Source excerpt:
Wednesday, 10 April 2019

Joy Division - "Closer" (1980)

I love Joy Division's era defining debut, Unknown Pleasures, but it is only recently that I have been properly listening to their follow up, Closer, and some of their other one off singles and compilation tracks. I have listened to Closer before recently, but only really straight after Unknown Pleasures, and never really paying much attention to it, as I was always doing something while it was on. So I have been listening to it a lot over the past few weeks, giving it more attention, and for a long while it just wasn't clicking and I didn't know why. It doesn't sound all that different from Unknown Pleasures (a few lighter, more new-wavey moments scatter the tracklist but its not a drastic shift); and it still has Ian Curtis' twisted and tortured lyrics on top. I just always ended up drifting during the middle of the record, but it was never on the same track so I couldn't just assume that there was just a track that wasn't working. It was only when I once again had it on in the background while doing some housework where it really clicked and I found myself really enjoying the record.

The album opens with Atrocity Exhibition, a track very different to Unknown Pleasures' sound. It has these thunderous drums and wild, noisy guitar screeching at the top of the mix. Curtis sings about the Victorian insane asylums that were used as tourist attractions as if he is a circus ringmaster. The whole thing feels dripping with satire and subtext. The next track, Isolation, has these glittering synth lines dancing across the track, completely juxtaposed with Curtis' dark lyrics about feeling so alone in the world and the shame he feels about his epilepsy. From here on out the album just gets darker and more depressed. You can tell from Ian Curtis' haunted lyrics and vocals that he was really on the end of his tether at this point, so close to the end of his life. A Means to an End seethes of betrayal as Curtis sings "I put my trust in you", and Heart and Soul sees him completely hopeless. Twenty Four Hours builds into an intense frenzy, with the last verse in particular feeling very suicidal. The last line of this track is "Gotta find my destiny, before it gets too late.", before the gothic The Eternal begins. This long, slow track feels like Curtis has almost burned himself out, becoming this passive, spectral voice floating in the fog of the instrumentation. The closer, Decades, brings back some colour with the more saturated bass and synths sounding like accordion. leaving the album with some sembilance of hope as it finishes.

What you are asked to do:
Answer these questions from the Closer review:
1. Which track opens the album?
2. What was the reviewer doing when the record finally clicked?
3. Which track ends with the line "Gotta find my destiny, before it gets too late."?
The records that follow the review come from a separate source.

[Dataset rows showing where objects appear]
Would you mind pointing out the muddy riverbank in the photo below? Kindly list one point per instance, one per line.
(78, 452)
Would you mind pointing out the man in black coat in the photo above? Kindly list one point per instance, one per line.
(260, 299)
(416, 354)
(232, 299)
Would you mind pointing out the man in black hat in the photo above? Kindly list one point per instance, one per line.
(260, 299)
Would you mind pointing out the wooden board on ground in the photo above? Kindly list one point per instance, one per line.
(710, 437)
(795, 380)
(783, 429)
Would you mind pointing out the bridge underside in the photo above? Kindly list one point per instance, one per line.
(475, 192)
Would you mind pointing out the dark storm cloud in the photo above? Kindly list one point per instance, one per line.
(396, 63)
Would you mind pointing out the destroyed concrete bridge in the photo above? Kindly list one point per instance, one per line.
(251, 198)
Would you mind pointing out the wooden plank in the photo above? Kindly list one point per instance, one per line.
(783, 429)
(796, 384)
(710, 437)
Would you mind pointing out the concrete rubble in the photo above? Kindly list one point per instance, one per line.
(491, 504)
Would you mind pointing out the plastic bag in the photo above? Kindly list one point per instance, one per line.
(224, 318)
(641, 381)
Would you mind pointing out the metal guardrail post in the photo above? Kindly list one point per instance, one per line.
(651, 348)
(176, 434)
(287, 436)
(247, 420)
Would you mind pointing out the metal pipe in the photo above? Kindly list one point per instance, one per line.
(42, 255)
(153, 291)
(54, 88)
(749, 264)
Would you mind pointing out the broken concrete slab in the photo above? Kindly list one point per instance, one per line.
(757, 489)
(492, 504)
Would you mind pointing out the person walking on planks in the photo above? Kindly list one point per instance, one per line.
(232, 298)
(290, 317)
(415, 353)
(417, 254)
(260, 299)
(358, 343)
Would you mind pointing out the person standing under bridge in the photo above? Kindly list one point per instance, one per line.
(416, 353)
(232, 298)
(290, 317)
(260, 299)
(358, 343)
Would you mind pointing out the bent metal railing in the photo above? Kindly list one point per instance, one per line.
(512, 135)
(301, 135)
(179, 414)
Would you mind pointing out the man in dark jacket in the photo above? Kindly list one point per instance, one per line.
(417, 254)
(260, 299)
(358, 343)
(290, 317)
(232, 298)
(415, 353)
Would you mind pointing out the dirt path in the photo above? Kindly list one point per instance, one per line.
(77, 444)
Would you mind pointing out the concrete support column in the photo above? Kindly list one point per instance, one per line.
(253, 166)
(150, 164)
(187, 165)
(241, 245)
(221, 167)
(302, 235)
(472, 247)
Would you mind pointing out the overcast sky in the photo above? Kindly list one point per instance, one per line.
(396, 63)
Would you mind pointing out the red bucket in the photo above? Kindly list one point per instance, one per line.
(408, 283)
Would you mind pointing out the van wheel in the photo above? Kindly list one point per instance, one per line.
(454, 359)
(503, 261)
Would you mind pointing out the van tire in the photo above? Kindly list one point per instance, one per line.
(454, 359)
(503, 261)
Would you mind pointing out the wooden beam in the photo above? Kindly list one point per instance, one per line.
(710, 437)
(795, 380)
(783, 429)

Solution to this task:
1. Atrocity Exhibition
2. Housework
3. Twenty Four Hours